### SOLICITUD ESCRITA 1
Reproduzca el pasaje sobre el mito egipcio de Satmi en todo lo que va desde "Del mismo modo, el" hasta "procede a narrar.", y renombre "Satmi" como "Setna" en cada aparición.
### SOLICITUD ESCRITA 2
Localice todas las líneas de los registros que contengan la cadena "hull" y cópielas.

━━━ TEXTO DE LECTURA

Del mismo modo, el mito egipcio de Satmi narra la existencia de Mahituaskhit, mujer de Satmi cuyo nombre significa “llena de larguezas o gracia”, que no había tenido ningún hijo varón, lo que les entristecía sobremanera.  Un día ella se dirige al templo para rogar a Ptah y someterse al rito de la incubación. De vuelta a casa, cuenta a Satmi que tuvo un sueño, el cual procede a narrar.

La historia del sueño indica: 1) Satmi se acostó una noche y soñó que se le hablaba diciéndole: Mahituaskhit tu mujer ha concebido de ti (Referencia: Mateo 2, 20 – 25: 20 A José, en sueños se aparece el ángel del Señor, que le dijo: Toma en tu casa a María, tu esposa; lo que se engendró en ella es el Espíritu Santo). 2) Al niño que dará a luz (Ref.: Mateo 2, 20 – 25: 21 Dará a luz un hijo). 3) Se le llamará Senosiris; Se + Osiris, que significa Hijo del dios Osiris (Ref.: Mateo 2, 20 – 25: 21 Le pondrás por nombre Jesús). 4) Y serán numerosos los (prodigios) (Ref.: Mateo 2, 20 – 25: 21 Porque él salvará a su pueblo). 5) Cuando Satmi se despertó de su sueño (Ref.: Mateo 2, 20 – 25: 24 Despierto José de su sueño). 6) Después de haber visto estas cosas, su corazón se alegró mucho. Cumplido los meses de gestación, cuando el tiempo de dar a luz llegó (Ref.: Lucas 1, 46 – 47: Magníficat, exulta de júbilo mi espíritu; Lucas 1, 57: Llegó el tiempo de dar a luz). 7) Mahituaskhit dio a luz a un hijo varón (Ref.: Mateo 2, 20 – 25: 25 (María) dio a luz un hijo). 8) Se le comunicó a Satmi y él le llamó Senosiris, según se le había dicho en el sueño (Ref.: Mateo 2, 20 – 25: 25 Y él (José) le llamó Jesús).

━━━━━━
━━━ REGISTROS PROPORCIONADOS

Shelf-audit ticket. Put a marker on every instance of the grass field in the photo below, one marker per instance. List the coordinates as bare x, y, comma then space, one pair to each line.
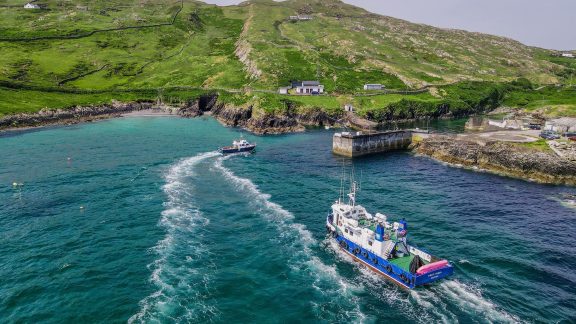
139, 49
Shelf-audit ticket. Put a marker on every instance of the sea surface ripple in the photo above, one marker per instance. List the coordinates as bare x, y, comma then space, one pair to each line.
140, 220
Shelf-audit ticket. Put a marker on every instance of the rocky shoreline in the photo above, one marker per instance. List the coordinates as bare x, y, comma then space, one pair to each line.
262, 123
501, 158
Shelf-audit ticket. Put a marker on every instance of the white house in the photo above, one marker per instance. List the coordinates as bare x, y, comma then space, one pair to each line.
561, 125
301, 17
30, 5
373, 86
309, 87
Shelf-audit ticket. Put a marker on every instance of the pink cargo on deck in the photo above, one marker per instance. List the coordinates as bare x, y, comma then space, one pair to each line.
431, 267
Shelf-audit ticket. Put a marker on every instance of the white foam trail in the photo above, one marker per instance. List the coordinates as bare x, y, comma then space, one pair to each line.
471, 299
177, 297
430, 304
326, 279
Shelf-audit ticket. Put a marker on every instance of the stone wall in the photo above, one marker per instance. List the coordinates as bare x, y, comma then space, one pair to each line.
357, 144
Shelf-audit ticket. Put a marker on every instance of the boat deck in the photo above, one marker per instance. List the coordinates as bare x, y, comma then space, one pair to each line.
403, 262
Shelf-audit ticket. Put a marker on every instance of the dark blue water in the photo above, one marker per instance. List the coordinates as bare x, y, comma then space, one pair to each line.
138, 220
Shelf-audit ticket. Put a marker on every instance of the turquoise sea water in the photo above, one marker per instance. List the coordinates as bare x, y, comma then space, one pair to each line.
172, 232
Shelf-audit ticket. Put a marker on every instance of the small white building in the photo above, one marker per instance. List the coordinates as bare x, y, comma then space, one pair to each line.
310, 87
300, 18
373, 86
561, 125
30, 5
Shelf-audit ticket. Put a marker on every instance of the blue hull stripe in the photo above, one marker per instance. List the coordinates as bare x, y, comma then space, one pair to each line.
380, 266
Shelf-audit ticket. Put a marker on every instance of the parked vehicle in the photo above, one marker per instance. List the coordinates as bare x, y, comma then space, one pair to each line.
549, 135
535, 126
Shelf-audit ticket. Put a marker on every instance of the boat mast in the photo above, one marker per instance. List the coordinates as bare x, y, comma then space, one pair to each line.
353, 188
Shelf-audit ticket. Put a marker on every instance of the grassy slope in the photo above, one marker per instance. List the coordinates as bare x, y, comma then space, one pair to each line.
343, 46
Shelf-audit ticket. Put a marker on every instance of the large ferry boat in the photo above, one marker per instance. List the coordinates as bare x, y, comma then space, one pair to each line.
382, 245
238, 146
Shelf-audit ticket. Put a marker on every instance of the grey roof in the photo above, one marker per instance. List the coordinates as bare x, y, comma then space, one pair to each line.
310, 83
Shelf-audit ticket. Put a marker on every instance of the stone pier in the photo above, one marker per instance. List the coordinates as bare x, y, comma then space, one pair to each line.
353, 144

━━━━━━

### RESPUESTA A LA TAREA 1
Del mismo modo, el mito egipcio de Setna narra la existencia de Mahituaskhit, mujer de Setna cuyo nombre significa “llena de larguezas o gracia”, que no había tenido ningún hijo varón, lo que les entristecía sobremanera.  Un día ella se dirige al templo para rogar a Ptah y someterse al rito de la incubación. De vuelta a casa, cuenta a Setna que tuvo un sueño, el cual procede a narrar.

### RESPUESTA A LA TAREA 2
Shelf-audit ticket. Put a marker on every instance of the blue hull stripe in the photo above, one marker per instance. List the coordinates as bare x, y, comma then space, one pair to each line.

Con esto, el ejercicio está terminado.